# [Assigned task 1]
In the supply chain passage, what share of the world's manufactured goods does China currently produce?
# [Assigned task 2]
Reproduce word for word the section of the supply chain passage starting at "Year long wait" and ending at "here late 2023!".

# [Source passage]
◆ ◆ ◆ ◆ ◆

Year long wait times for a new car is just one signal flashing the fragility of global supply chain arrangements and yes, my new Toyota will be here late 2023!
Increases in shipping costs, staff shortages and product delivery delays continue to disrupt supply chains as the pandemic grinds into a third year.
Frustrated manufacturers and businesses are questioning the underlying drivers of supply chain vulnerabilities, desperately seeking insights into building more resilient distribution processes. Our study set out to explore these drivers and offers some likely post-pandemic global supply chain scenarios.
Neoliberal globalisation – the supply chain back story
Long before the final product reaches consumers, its raw materials and intermediate input goods may have criss-crossed the globe multiple times. This multi-strand supply chain is the result of neoliberal globalisation policies, such as the reduction of trade barriers between nations, which emerged in the 1980’s.
These policies (with a special shout-out to the deregulation of capital markets) are why China and Southeast Asia became the world’s manufacturing hub. China has been the main beneficiary of global neoliberalism: currently it produces nearly 30% of manufactured goods, 50% of stainless steel and 80% of the printed circuit boards in smartphones and laptops.
Car manufacturing ended in Australia in 2019 as the industry was liberalised, with Southeast Asia now attractive with their low-cost labour and government incentives (lower taxes). However, my cousins in Geelong are still mourning the demise of Ford and blame the government’s minimal tariff protection policies.
Apple and other multinational firms have ‘offshored’ jobs from the Global North to the Global South facilitated by accounting and financial metrics that recognise the cheaper costs of labour, materials and inventory.

◆ ◆ ◆ ◆ ◆

# [Supplied entries]
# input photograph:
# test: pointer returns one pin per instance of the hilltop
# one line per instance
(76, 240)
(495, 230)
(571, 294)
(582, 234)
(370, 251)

◆ ◆ ◆ ◆ ◆

# [Your solution 1]
Nearly 30%.

# [Your solution 2]
Year long wait times for a new car is just one signal flashing the fragility of global supply chain arrangements and yes, my new Toyota will be here late 2023!